_Exercise requirements_
1. In the passage about nurse midwives and practice authority, rewrite the part from "There’s a major" up to and including "model of care.", swapping "legislator" for "state senator".
2. Using the passage about nurse midwives and practice authority, decide whether each statement agrees with it: (a) Clients are handed a postcard at their six-week post-partum checkup. (b) The passage says obstetricians should take care of most births. (c) The passage says hospitals have a reason to want lower surgery costs. Answer yes or no for each and quote the words that settle it.
3. Carry on the passage about nurse midwives and practice authority from the point where it stops.

_Source text_

··········

There’s a major push in Texas right now for APNs to gain full practice authority, which is an issue that Mary believes can be achieved from various angles.

“We just have to keep suiting up and showing up. One of the other sayings I learned in doing the political work is it’s about relationships. You must get out and talk to people. Talk to your representatives but also talk to your clientele. As a midwife, when our clients come for their six-week post-partum checkup, we hand them a postcard and ask if they’d send it to their legislator in support of the midwifery model of care.

Nurse midwives are facing their own political battles. The relationship they’re forced into with a collaborating physician is rife with conflicts of interest, and better options exist.

“Being dependent on obstetricians to support us, well, they’re our competition in a way. I think the ideal model is for obstetricians to be the specialists, the ones who manage the people who are really sick or have complications. For most births, if women and babies are taken care of by midwives, it’s been proven to decrease surgery and NICU admissions, which reduces costs. But those are big money makers for hospitals, so there’s a disincentive for institutions to reduce those costs.”

··········

_Extracted data_
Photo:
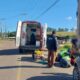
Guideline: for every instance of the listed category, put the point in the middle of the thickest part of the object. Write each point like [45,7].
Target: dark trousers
[50,58]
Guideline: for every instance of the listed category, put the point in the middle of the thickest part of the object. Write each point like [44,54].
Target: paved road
[14,66]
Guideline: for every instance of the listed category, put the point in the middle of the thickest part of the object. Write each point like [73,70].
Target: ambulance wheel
[76,74]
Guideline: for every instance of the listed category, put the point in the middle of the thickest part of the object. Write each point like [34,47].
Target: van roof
[30,22]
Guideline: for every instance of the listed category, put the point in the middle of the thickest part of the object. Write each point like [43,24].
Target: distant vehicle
[23,34]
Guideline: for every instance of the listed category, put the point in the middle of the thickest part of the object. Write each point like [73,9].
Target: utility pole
[78,24]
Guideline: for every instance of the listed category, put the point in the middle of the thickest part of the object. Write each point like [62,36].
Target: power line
[47,9]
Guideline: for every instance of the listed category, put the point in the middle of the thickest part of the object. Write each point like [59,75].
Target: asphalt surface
[15,66]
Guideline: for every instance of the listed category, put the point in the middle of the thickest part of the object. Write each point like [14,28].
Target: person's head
[53,32]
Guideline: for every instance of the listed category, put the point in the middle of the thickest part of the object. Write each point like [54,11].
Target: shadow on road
[54,76]
[9,52]
[23,66]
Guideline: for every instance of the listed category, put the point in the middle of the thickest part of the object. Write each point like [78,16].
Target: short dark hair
[53,32]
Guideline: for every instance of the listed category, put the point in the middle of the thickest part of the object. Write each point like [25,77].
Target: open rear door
[18,33]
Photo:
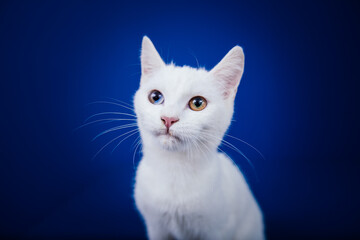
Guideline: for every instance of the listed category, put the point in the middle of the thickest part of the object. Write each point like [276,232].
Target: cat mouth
[168,135]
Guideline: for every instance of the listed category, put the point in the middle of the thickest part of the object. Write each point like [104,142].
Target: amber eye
[156,97]
[197,103]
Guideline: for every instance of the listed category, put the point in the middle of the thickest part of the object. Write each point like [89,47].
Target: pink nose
[168,121]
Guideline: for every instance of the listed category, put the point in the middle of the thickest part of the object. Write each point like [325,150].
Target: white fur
[185,188]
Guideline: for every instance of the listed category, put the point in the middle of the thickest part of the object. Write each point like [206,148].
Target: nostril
[172,121]
[168,121]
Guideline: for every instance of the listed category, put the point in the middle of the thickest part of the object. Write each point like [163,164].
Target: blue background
[297,103]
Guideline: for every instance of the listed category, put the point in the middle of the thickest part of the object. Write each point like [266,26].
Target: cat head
[184,108]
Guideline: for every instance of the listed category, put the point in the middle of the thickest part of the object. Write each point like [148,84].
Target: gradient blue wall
[297,103]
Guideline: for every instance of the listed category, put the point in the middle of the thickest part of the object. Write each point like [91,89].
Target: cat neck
[194,157]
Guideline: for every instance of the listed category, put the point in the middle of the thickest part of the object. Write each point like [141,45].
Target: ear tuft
[150,58]
[229,70]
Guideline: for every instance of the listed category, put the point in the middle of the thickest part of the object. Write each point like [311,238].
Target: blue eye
[156,97]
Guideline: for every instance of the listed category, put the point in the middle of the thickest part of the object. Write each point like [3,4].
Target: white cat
[185,188]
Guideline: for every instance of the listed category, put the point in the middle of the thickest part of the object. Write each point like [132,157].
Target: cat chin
[170,142]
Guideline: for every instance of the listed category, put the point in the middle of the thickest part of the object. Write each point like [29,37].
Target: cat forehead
[174,78]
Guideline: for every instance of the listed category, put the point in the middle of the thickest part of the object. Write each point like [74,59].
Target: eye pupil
[156,97]
[197,103]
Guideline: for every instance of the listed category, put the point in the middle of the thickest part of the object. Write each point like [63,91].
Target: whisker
[232,147]
[113,141]
[124,139]
[114,129]
[105,119]
[119,101]
[108,113]
[246,144]
[112,103]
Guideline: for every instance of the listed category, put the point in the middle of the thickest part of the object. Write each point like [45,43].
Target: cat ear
[150,58]
[229,70]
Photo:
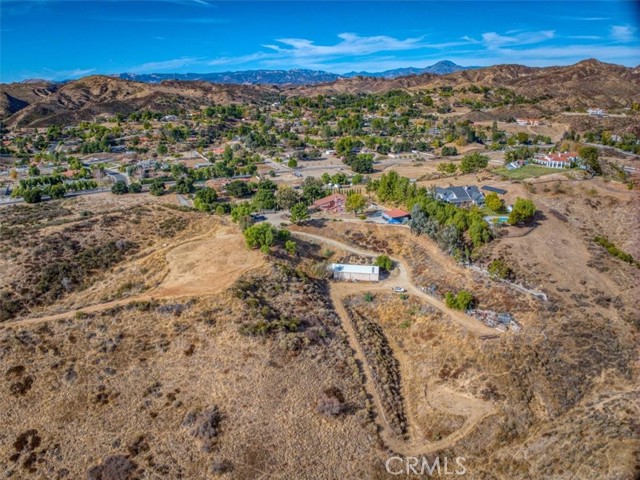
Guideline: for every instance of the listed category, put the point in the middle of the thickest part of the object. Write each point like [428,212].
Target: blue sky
[72,38]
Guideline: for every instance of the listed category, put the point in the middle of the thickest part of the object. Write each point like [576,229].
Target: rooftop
[396,213]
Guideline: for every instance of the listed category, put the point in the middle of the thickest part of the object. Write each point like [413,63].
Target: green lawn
[528,171]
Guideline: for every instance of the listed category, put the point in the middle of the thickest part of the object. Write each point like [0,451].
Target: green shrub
[384,262]
[462,301]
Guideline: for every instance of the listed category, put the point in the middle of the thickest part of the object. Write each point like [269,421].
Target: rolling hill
[555,89]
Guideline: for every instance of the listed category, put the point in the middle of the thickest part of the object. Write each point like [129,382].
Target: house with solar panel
[463,196]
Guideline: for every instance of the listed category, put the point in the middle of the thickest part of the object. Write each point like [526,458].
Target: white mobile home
[357,273]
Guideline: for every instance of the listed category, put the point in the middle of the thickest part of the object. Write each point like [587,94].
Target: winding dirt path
[403,279]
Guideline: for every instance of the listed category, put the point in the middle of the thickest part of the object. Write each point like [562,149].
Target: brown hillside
[585,84]
[92,96]
[16,96]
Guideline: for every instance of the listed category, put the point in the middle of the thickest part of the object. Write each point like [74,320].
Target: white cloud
[622,33]
[493,40]
[351,44]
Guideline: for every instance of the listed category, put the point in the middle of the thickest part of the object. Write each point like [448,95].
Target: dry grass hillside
[84,99]
[16,96]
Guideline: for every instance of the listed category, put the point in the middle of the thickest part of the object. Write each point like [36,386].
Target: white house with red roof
[556,160]
[334,203]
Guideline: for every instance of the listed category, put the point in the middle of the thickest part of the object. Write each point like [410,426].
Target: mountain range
[292,77]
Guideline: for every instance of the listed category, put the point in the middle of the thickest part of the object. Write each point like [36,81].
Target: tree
[590,157]
[32,195]
[312,189]
[479,232]
[157,187]
[135,187]
[449,151]
[462,301]
[498,269]
[265,199]
[238,189]
[290,247]
[262,235]
[523,210]
[205,199]
[362,163]
[493,202]
[184,185]
[241,214]
[299,213]
[384,262]
[473,162]
[355,203]
[447,167]
[286,197]
[345,145]
[119,188]
[57,191]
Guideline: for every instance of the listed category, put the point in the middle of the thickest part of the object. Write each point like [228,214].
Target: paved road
[18,201]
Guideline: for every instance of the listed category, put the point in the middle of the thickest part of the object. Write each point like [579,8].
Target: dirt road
[403,279]
[439,398]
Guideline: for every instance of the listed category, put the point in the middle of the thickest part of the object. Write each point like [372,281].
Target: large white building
[357,273]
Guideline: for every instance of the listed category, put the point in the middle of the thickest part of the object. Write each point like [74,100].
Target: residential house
[396,216]
[556,160]
[334,203]
[461,196]
[355,273]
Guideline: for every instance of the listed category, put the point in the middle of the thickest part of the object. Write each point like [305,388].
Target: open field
[140,338]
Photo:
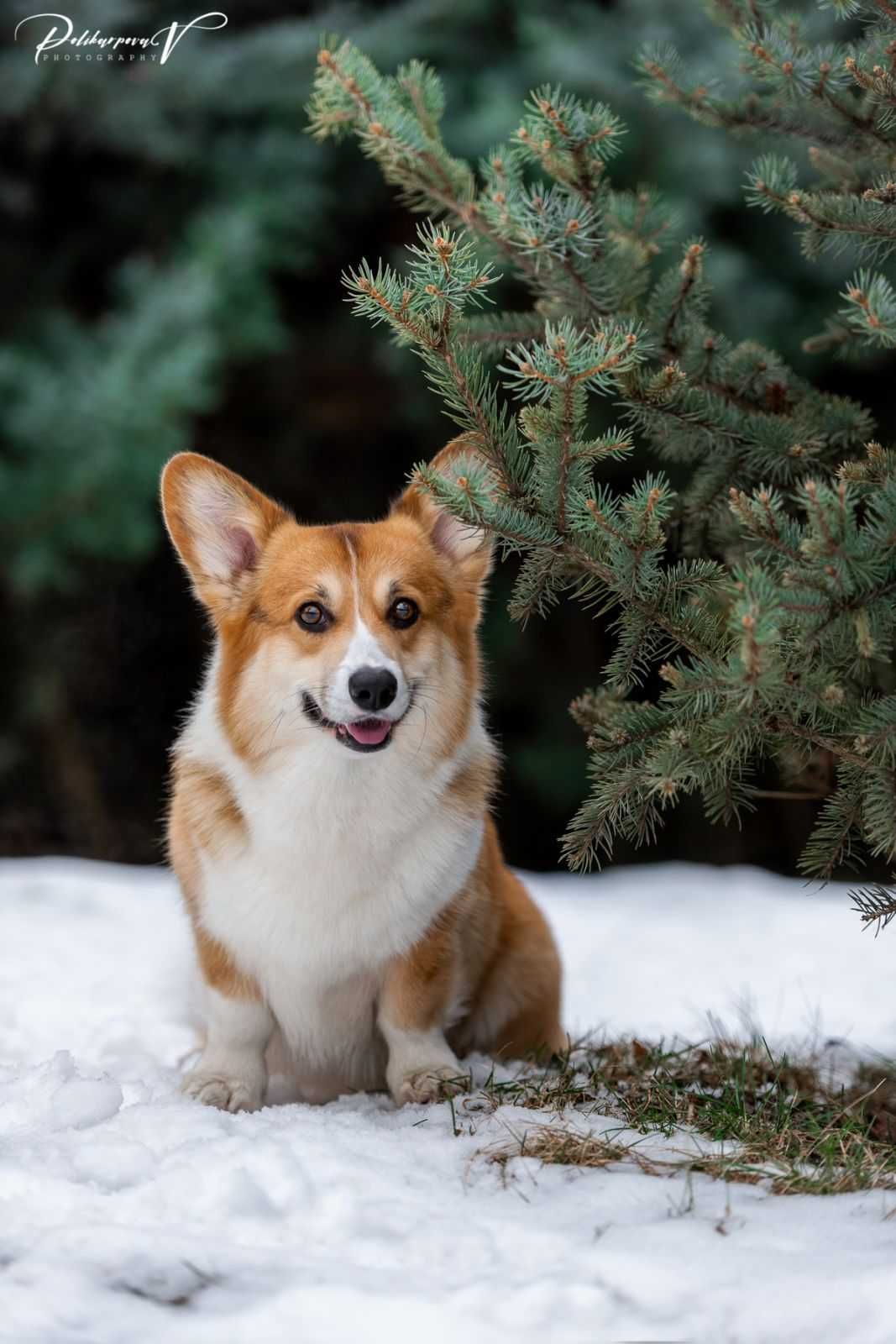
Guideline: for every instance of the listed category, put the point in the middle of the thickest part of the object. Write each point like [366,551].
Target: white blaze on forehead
[363,651]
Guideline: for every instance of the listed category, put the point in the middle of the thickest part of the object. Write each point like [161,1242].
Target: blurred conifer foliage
[758,591]
[170,244]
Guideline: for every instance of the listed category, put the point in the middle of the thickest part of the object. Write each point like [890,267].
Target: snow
[129,1214]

··········

_Answers for the tasks_
1.
There’s a major push in Texas right now for APNs to gain full practice authority, which is an issue that Mary believes can be achieved from various angles.

“We just have to keep suiting up and showing up. One of the other sayings I learned in doing the political work is it’s about relationships. You must get out and talk to people. Talk to your representatives but also talk to your clientele. As a midwife, when our clients come for their six-week post-partum checkup, we hand them a postcard and ask if they’d send it to their state senator in support of the midwifery model of care.

2.
(a) Yes: "when our clients come for their six-week post-partum checkup, we hand them a postcard"
(b) No: "For most births, if women and babies are taken care of by midwives, it’s been proven to decrease surgery and NICU admissions"
(c) No: "so there’s a disincentive for institutions to reduce those costs."

3.
For the time being, APNs living in a restricted state and looking to start their own practice should look for collaborating physicians with whom they can build a respectful, mutually beneficial relationship.

“It’s about genuine relationships. I didn’t cultivate relationships trying to look for a delegating physician. It was about connecting with people that I respected, and who, over time, came to respect me.”


It’s All Worth It

For all its challenges, owning a practice has been immensely gratifying for Mary in several ways. While she would be the first to admit her business hasn’t made her rich, Mary has found immeasurable satisfaction, enjoyment, and accomplishment that comes from impacting the lives of women and their families. She’s also proud that she built a business with a flexible schedule that allowed her to raise her three children.

APNs worried about the cost of building a patient base should know that Mary has grown her business organically through word of mouth and with minimal marketing expense.

“I think if somebody wanted to grow a business like mine they could. I tend to grow organically. I like to get the majority of clientele by word of mouth, even if it’s word of mouth on social media, somebody who knows me recommending me.”

The advice she would give to entrepreneurial APNs is simple: don’t go it alone.

“Find some other people in practice that you respect. It could be a doctor, but ideally it’s an advanced practice nurse you can talk to on a regular basis. Don’t be isolated. No person is an island, so even if you have your own practice, you have to refer to other people, so make your community, make your tribe. You don’t have to call it a mentoring thing. Just find some other people you can bounce things off of.”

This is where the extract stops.